--- START ---

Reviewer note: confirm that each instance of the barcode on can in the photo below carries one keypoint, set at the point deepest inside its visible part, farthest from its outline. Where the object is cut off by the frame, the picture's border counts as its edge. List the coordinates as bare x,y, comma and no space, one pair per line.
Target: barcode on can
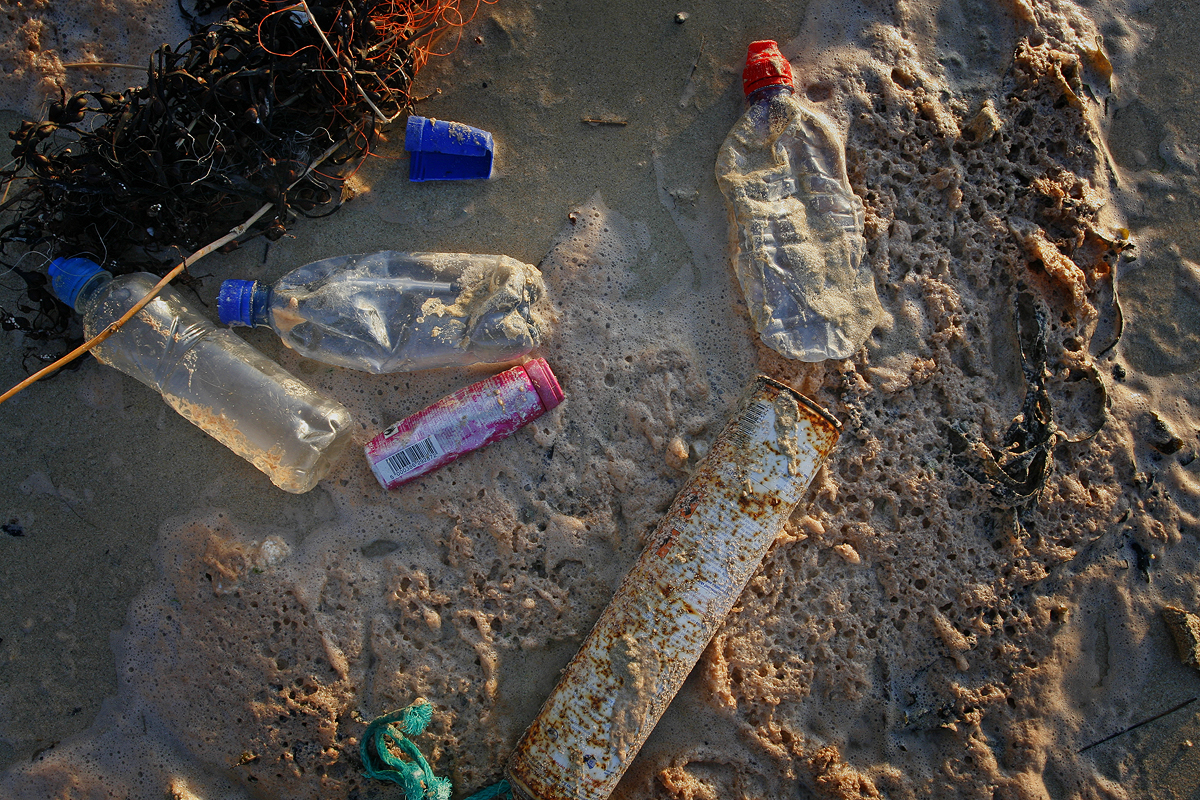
744,429
403,462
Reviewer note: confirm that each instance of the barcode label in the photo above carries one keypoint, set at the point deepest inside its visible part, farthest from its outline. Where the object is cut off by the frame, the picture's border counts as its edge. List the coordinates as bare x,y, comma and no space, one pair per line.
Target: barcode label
747,423
402,463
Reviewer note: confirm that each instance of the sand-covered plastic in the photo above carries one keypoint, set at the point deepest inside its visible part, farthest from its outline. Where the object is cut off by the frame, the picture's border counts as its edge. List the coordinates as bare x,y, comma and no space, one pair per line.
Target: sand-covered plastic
397,312
210,376
797,226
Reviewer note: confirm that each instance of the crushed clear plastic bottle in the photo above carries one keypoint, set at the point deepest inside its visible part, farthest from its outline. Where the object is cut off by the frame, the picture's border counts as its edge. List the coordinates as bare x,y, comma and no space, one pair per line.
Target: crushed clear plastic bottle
210,376
397,312
796,222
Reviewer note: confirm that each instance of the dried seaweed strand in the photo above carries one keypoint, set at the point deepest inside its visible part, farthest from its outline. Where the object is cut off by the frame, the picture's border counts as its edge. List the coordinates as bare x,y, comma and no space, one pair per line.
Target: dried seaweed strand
159,287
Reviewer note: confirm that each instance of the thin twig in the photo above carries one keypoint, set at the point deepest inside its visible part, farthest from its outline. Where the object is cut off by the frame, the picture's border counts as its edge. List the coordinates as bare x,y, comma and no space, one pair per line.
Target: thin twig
348,73
1138,725
103,65
696,62
159,287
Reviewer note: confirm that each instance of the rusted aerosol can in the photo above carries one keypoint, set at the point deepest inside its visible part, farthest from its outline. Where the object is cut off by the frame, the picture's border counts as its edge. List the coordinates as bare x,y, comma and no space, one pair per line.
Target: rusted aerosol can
670,605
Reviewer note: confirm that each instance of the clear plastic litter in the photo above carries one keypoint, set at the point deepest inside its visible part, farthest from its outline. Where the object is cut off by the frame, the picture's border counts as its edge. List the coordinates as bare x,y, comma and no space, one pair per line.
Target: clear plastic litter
796,223
210,376
397,312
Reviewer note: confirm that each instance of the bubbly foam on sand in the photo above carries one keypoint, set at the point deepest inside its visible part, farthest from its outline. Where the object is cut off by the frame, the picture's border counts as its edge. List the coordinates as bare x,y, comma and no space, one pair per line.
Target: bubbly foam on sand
912,633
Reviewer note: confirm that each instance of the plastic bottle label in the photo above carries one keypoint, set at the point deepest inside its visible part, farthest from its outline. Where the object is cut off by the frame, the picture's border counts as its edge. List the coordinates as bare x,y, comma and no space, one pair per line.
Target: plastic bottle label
399,464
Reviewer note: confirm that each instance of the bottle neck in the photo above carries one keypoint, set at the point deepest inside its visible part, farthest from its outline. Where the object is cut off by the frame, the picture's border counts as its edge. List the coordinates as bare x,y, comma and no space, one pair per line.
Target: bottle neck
767,92
91,290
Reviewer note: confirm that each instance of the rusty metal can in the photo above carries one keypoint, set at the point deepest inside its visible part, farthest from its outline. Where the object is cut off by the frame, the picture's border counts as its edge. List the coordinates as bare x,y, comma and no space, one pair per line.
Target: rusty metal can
667,608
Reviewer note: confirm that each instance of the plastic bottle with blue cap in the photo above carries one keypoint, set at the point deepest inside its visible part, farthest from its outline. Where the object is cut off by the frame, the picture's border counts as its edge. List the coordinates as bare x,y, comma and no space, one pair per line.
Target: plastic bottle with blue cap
397,312
209,374
796,223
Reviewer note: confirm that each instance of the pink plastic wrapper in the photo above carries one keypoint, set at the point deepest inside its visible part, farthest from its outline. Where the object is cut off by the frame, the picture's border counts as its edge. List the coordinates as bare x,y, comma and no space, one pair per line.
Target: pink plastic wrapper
463,421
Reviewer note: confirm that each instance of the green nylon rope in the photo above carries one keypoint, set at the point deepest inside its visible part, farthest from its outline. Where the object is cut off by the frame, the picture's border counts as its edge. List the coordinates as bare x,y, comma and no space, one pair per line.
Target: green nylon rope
414,775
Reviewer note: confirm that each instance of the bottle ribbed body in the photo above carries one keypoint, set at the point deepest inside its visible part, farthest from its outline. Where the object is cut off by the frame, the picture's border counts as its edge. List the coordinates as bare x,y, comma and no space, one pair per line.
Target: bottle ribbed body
797,229
396,312
219,383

--- END ---

**Instructions to follow**
All entries, top to bottom, should be retyped exactly; the pictures should not be.

**Result**
Reviewer note: confirm that each instance of the barcode on can in the photo below carries one keypoint, set at the point deepest inside its visible part, farthest from its outline. Where the object is cut off by the frame, the picture's border counts as its edge. List the coordinates as bare x,y, comma and no space, one pair per line.
Target: barcode on can
744,429
403,462
Reviewer note: confirm that each instance of the barcode label in the photo above carries one keypoint, set at the point deepest inside its visible part, farthest from its outline. Where the object is cut off by the frame, the picture's border counts as its edge. List the coordinates as bare x,y, comma and no space, one pair per line.
Target: barcode label
747,423
402,463
Reviewer note: confirm that each instance of the sand-covered plastic in the photo above carries one keypoint, set at the point deepest inside its visible part, farthest from its outline. Where the object is cut off by the frame, the picture's border counts as its edge. List the coordinates as bare x,y, comma and no space, one pair per line.
Target: sand-covered plastic
397,312
210,376
797,226
Reviewer note: confirm that each instance of the crushed clear plastic bottle in the photo above carries one keypoint, set at the point deepest inside its visible part, farthest from its outline. Where the object is cut off by the frame, the picture's border counts as its edge. List the coordinates as bare x,y, comma and no space, one pair per line.
Target: crushed clear plastic bottle
210,376
397,312
796,222
Reviewer note: confirm that each instance of the dried seaweed strand in the photo above carries one keypoint, set at the point deepest inside its visible part, farthest from its outline. Where the object is cut off by the frame, the picture's border counts as its edge. List the coordinates as bare x,y, comma and no space, one pair per line.
Target: dried seaweed strand
159,287
Reviewer note: confirm that each instance of the thin twig in the photo above carries one keypoint, set at the point deepest inside its visible part, farthest from its outline. Where the object is cut off by the frame, the picture's border counts as its edge. List the coordinates as bare x,y, comma and no space, one pair per line.
Target: thin twig
348,73
1138,725
103,65
696,62
159,287
Reviewer note: confirm that each instance of the rusted aerosol can in the photo above carries one keypoint, set at the point deepest inside its visible part, farthest from its outline. Where the object is cut off by the frame, the picture's border counts as its edge. List the coordinates as bare x,y, comma and no space, one pair per line.
Target: rusted aerosol can
670,605
Reviewer note: confirm that each instance of the clear plastic litter in the photo above carries one keypoint, set at the point deepest inside its visible part, farthest from its outline. Where the object is cut off by the frame, the picture's border counts as its edge. List the coordinates as bare x,y, comma and no space, one pair per line.
Target: clear plastic litter
796,223
210,376
397,312
Reviewer note: confirm that each instance of the bubbly foam on sand in the photo above carries one keypoint, set at the point deepest inside its visible part, farthest from its outline. Where the object is cut off by the frame, the picture's border counts as its edge. List the coordinates as bare x,y, comma and no space, one pair per line.
Target: bubbly foam on sand
912,633
Reviewer note: confirm that each instance of the plastic bottle label in the photo above carries one keypoint, set at the point deepest inside its visible part, farthest from its outline. Where the object is cut off by the frame, the picture's border counts as its edge. List the coordinates as bare x,y, comma and no space, one pair per line.
Target: plastic bottle label
399,464
Reviewer note: confirm that each instance of the bottle neck in the photo above carries one keypoint, set at the point deepest inside its visible part, farthest from its outline. Where the object is cut off by the frame, the picture's border counts as its edge. List the coordinates as bare x,y, comma and no space, one pair per line.
Target: bottle neck
767,92
91,290
Reviewer note: confirm that each instance of the rusty metal can in the photo above carries one keypoint, set at the point deepest inside its visible part, farthest from its outline. Where the object is cut off by the frame, the picture's border counts as its edge. List the coordinates as bare x,y, comma and no space, one pair per line.
Target: rusty metal can
667,608
Reviewer note: confirm that each instance of the plastic bottle with blue cap in the photo above carries one keypoint, set at the point deepest inside its visible part, farthest from its outline. Where the object is cut off by the frame, the picture's border counts as its edge. List the coordinates as bare x,y, comma and no space, one pair per line.
Target: plastic bottle with blue cap
397,312
209,374
796,223
Reviewer note: confirm that each instance of the pink plastic wrapper in the photo above carries one keypoint, set at the point deepest inside its visible part, farthest from its outline. Where the object is cut off by the frame, the picture's border counts as its edge. List the coordinates as bare x,y, comma and no space, one pair per line.
Target: pink plastic wrapper
463,421
Reviewer note: confirm that each instance of the green nylon rope in the photo above carries one keypoint, set at the point deepest inside its visible part, farthest from its outline. Where the object is cut off by the frame, the picture's border counts as its edge. List the coordinates as bare x,y, comma and no space, one pair per line.
Target: green nylon rope
414,775
Reviewer note: confirm that each instance of the bottle ribbed body in the photo above carries one keypoint, set at the point deepest inside its visible part, farthest from its outline. Where the object is cut off by the frame, the picture's border counts as its edge. List the coordinates as bare x,y, comma and no space, one pair per line.
Target: bottle ribbed body
797,229
396,312
219,383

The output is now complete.